#### Your assignment:
Give back the whole listing verbatim, printing none of its pictures.

Data section below:

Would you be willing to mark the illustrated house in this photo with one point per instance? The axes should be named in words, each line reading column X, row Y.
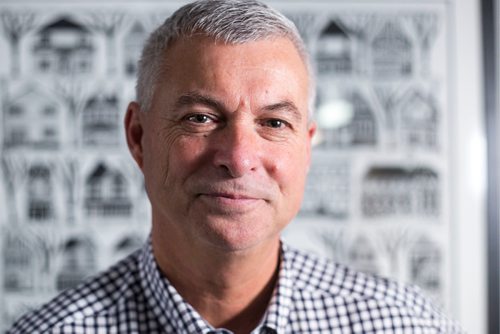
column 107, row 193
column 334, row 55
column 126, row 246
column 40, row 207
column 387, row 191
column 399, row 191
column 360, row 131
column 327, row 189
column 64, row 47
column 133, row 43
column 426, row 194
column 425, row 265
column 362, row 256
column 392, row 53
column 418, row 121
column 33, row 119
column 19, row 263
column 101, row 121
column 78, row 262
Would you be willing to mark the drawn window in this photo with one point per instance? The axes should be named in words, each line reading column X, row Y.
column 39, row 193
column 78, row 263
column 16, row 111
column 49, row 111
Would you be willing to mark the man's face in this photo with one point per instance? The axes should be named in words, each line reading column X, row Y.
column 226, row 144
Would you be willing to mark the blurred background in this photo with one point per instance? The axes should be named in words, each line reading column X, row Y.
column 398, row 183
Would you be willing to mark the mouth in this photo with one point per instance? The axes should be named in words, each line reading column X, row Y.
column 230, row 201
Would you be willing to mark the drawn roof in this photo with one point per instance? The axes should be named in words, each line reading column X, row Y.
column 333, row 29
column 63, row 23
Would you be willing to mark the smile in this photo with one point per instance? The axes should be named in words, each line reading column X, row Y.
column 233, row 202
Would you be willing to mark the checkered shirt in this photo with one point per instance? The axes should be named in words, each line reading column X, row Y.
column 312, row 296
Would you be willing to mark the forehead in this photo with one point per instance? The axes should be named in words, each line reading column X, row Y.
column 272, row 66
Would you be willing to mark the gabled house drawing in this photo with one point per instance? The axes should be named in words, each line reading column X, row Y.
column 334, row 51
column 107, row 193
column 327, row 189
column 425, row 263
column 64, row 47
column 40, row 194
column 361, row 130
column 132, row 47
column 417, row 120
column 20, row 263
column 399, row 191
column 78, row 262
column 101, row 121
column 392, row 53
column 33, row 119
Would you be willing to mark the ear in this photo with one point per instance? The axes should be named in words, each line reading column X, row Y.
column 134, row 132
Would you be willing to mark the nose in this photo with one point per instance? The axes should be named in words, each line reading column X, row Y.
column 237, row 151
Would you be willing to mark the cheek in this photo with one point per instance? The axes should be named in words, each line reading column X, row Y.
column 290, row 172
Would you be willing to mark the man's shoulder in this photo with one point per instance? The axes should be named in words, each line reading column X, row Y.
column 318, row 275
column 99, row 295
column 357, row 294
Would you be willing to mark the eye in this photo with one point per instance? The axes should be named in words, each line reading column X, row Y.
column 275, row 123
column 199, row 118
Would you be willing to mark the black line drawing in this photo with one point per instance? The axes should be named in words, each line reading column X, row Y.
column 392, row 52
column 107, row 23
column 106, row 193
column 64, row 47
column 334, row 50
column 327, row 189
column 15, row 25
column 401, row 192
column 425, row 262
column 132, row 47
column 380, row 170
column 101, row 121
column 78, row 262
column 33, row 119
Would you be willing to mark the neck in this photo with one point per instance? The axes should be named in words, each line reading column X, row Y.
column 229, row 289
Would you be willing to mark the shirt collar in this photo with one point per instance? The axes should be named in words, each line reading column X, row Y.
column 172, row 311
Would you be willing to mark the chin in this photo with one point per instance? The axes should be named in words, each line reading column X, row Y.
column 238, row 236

End of Data section.

#### Finished exercise:
Would you be willing to mark the illustrated house in this photo with one point per instance? The axes should be named in words, each line reading column X, row Y.
column 107, row 193
column 334, row 55
column 126, row 246
column 40, row 207
column 387, row 191
column 399, row 191
column 360, row 131
column 327, row 189
column 64, row 47
column 133, row 43
column 426, row 194
column 425, row 265
column 362, row 256
column 392, row 53
column 418, row 121
column 33, row 119
column 19, row 263
column 101, row 121
column 78, row 262
Would you be willing to mark the drawn window in this photo with one point per instance? The axes should be named in words, each line reading column X, row Y.
column 39, row 193
column 78, row 263
column 16, row 111
column 49, row 111
Would you be willing to mark the man's face in this photo with one point per instance? The axes should be named in words, each line reading column X, row Y.
column 226, row 144
Would you be willing to mark the blurred background in this photo with one point per instance? The axes should be named in words, each line reading column X, row Y.
column 398, row 183
Would you be willing to mark the mouth in this photo with one point per instance? The axes should be named in words, each line reading column X, row Y.
column 230, row 201
Would you be willing to mark the drawn roof in this photo with one point per instance? The axes should be named in words, each line reading column X, row Y.
column 333, row 29
column 63, row 23
Would you be willing to mark the smile in this photo with one point per instance? The axes should be named in words, each line reading column X, row Y.
column 233, row 202
Would you be willing to mark the checkered shirt in this photo with one point per instance? The axes should be named in words, each line reading column X, row Y.
column 312, row 296
Would you be willing to mark the forehead in this photo with one point per instance? The axes should be named in words, each line reading column X, row Y.
column 272, row 66
Would you be willing to mark the gabled house drawing in this photo with one point per instance? The axes should be named in words, each line reading column X, row Y.
column 334, row 51
column 107, row 193
column 327, row 189
column 425, row 263
column 64, row 47
column 40, row 194
column 361, row 130
column 132, row 47
column 417, row 120
column 20, row 263
column 399, row 191
column 78, row 262
column 101, row 121
column 392, row 53
column 33, row 119
Would you be willing to mark the ear in this photo with one point per instance? The axes should be named in words, each line reading column X, row Y.
column 134, row 132
Would you be willing to mark the nose in this photo with one point per instance? The axes should be named in words, each line reading column X, row Y.
column 237, row 151
Would you be willing to mark the cheek in this photo with one point per instance? The axes should be named in words, each line reading column X, row Y.
column 290, row 172
Would you be willing to mark the man's shoulder in this photo with one point per instance? The axes should be named in words, each line reading column X, row Y.
column 318, row 275
column 99, row 295
column 357, row 294
Would you be willing to mark the eye in this photo with one point per instance? The axes should be named in words, each line reading column X, row Y.
column 275, row 123
column 199, row 118
Would you be willing to mark the black line drawing in this photo with one point per instance? The axes should be named in words, each line reading column X, row Y.
column 392, row 52
column 107, row 23
column 106, row 193
column 64, row 47
column 334, row 50
column 327, row 189
column 15, row 25
column 401, row 192
column 425, row 262
column 132, row 47
column 380, row 170
column 101, row 121
column 78, row 262
column 33, row 119
Would you be willing to mark the neck in this photo with one point per instance? The axes should be named in words, each line reading column X, row Y.
column 229, row 289
Would you be willing to mark the shirt collar in this photo with one point per instance? The axes should be named in words, each line reading column X, row Y.
column 172, row 311
Would you be willing to mark the chin in this photo with one point per instance? The axes should be named in words, each line reading column X, row Y.
column 238, row 236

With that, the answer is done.